One such permutation is the hydrogen bromine flow battery. The rapid and reversible reaction kinetics of both the bromine reduction reaction and the hydrogen oxidation reaction minimize activation losses, while the low cost ($1.39 kg-1) and abundance (243,000 metric tons produced per year in the United States alone) of bromine distinguishes it from many other battery chemistries. However, theoretical investigations of such systems have revealed that the perfluorosulfonic acid membranes typically used suffer from low conductivity in the absence of sufficient hydration. In the presence of hydrobromic acid, this membrane behaviour is the dominant limitation on overall performance.

...In this work, we present a membrane-less hydrogen bromine laminar flow battery (HBLFB) with reversible reactions and a peak power density of 0.795 W cm-2 at room temperature and atmospheric pressure. The cell uses a membrane-less design similar to previous work, but with several critical differences that allow it to triple the highest previously reported power density for a membrane-less electrochemical cell and also enable recharging.

—Braff et al.

Laminar flow batteries—which rely on diffusion to separate reactants—eliminate the need for an ion-exchange membrane. In such a device, two liquids are pumped through a channel, undergoing electrochemical reactions between two electrodes to store or release energy. Under the right conditions, the solutions stream through in parallel, with very little mixing. The flow naturally separates the liquids, without requiring the costly membrane.

However, the authors note, although the laminar flow design has been explored for a variety of chemistries, none of those systems have achieved power densities as high as their membrane-based counterparts—largely because the chemistries already work well with existing, optimized membrane technologies.

Two new characteristics of the MIT team’s hydrogen bromine laminar flow battery (HBLFB) enable the high-power-density storage and discharge of energy at high efficiency:

  • The use of gaseous hydrogen fuel and aqueous bromine oxidant. This allows for high concentrations of both reactants at their respective electrodes, greatly expanding the mass-transfer capacity of the system.

## ITEMS
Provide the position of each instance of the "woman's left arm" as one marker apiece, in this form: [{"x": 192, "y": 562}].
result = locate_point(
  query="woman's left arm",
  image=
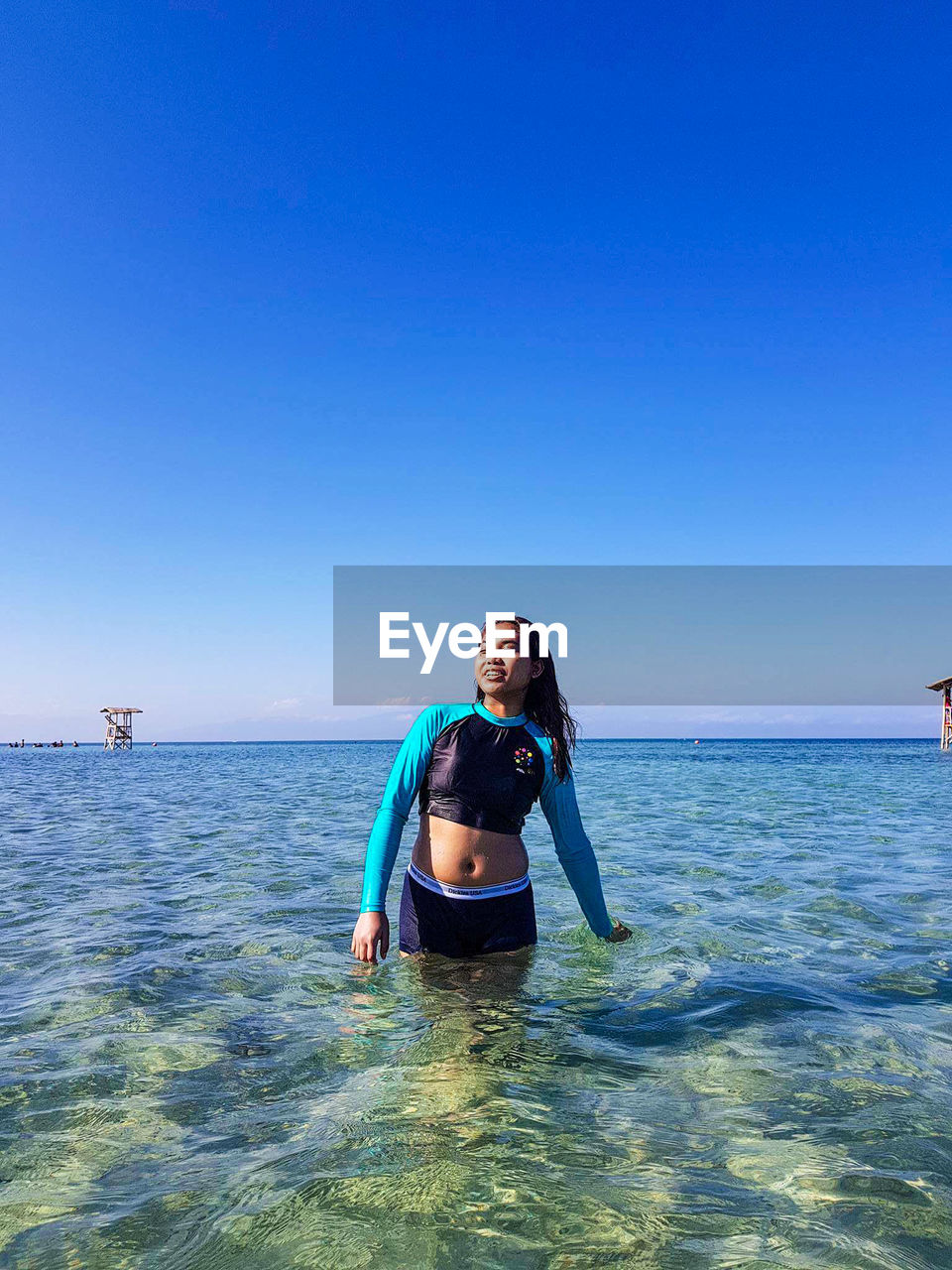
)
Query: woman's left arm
[{"x": 574, "y": 849}]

## EXERCISE BRIEF
Answer these questions from the flow battery passage above.
(a) What peak power density does the membrane-less hydrogen bromine laminar flow battery reach?
(b) How many metric tons of bromine are produced per year in the United States?
(c) What do laminar flow batteries rely on to separate their reactants?

## RESPONSE BELOW
(a) 0.795 W cm-2, at room temperature and atmospheric pressure.
(b) 243,000 metric tons.
(c) Diffusion.